Location labeling entries:
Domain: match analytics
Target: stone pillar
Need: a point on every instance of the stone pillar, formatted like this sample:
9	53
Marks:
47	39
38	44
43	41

● **Required task**: Copy out every entry above line for line, changing nothing.

● **Written response**:
Domain: match analytics
Target: stone pillar
Need: a point on every instance of the stone pillar, formatted like this sample:
9	53
Marks:
47	39
38	44
43	41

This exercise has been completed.